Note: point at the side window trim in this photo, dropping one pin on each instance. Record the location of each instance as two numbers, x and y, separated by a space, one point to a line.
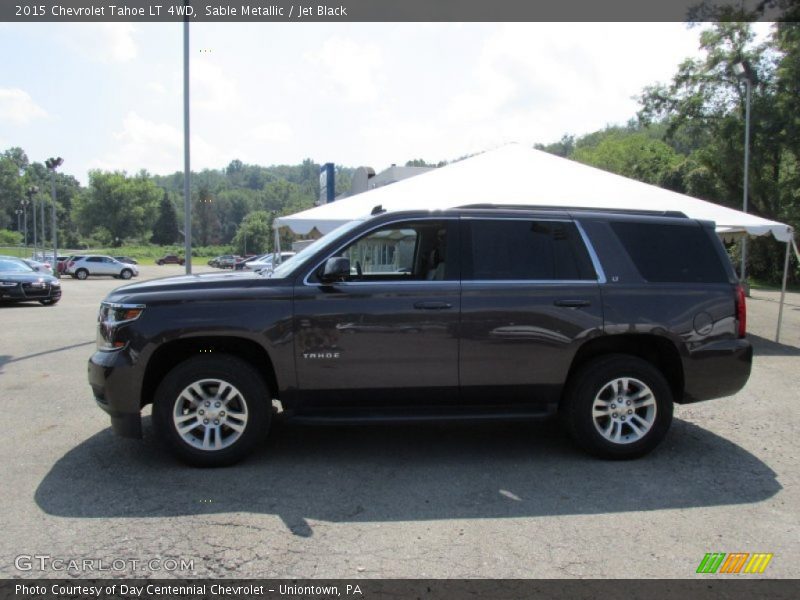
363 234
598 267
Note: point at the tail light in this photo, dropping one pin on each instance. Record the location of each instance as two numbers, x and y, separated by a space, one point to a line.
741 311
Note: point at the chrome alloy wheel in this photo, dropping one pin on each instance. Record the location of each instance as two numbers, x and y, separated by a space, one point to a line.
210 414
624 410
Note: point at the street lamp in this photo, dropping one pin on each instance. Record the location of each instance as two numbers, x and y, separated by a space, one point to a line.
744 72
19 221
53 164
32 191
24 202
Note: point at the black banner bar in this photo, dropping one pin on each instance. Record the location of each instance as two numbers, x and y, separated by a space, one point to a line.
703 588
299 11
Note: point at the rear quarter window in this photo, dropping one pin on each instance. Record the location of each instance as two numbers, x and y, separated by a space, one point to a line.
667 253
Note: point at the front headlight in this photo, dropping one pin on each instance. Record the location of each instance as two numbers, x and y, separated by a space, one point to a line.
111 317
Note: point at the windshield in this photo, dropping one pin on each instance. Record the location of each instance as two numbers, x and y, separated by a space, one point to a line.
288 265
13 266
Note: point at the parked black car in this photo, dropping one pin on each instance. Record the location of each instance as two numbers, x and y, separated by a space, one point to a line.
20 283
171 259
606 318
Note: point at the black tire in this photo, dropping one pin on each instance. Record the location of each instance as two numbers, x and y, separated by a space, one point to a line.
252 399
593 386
==
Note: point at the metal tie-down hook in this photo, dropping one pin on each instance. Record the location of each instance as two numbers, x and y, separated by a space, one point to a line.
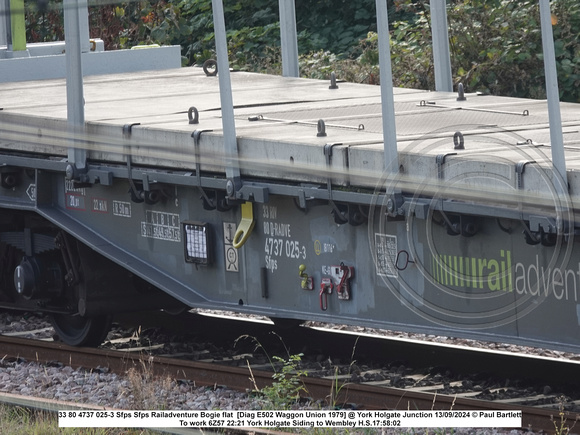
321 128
--
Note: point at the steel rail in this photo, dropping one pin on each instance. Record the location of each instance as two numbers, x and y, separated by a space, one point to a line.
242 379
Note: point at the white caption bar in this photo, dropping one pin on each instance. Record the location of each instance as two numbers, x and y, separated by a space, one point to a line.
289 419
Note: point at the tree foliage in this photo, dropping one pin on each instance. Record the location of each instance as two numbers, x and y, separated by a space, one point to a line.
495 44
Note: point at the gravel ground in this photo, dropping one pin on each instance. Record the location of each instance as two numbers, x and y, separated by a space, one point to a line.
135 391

[Stated exercise]:
State how many lines in the records above contain the string "windshield", treating uppercase and lowercase as different, and reply with the number alone.

[Solution to this exercise]:
1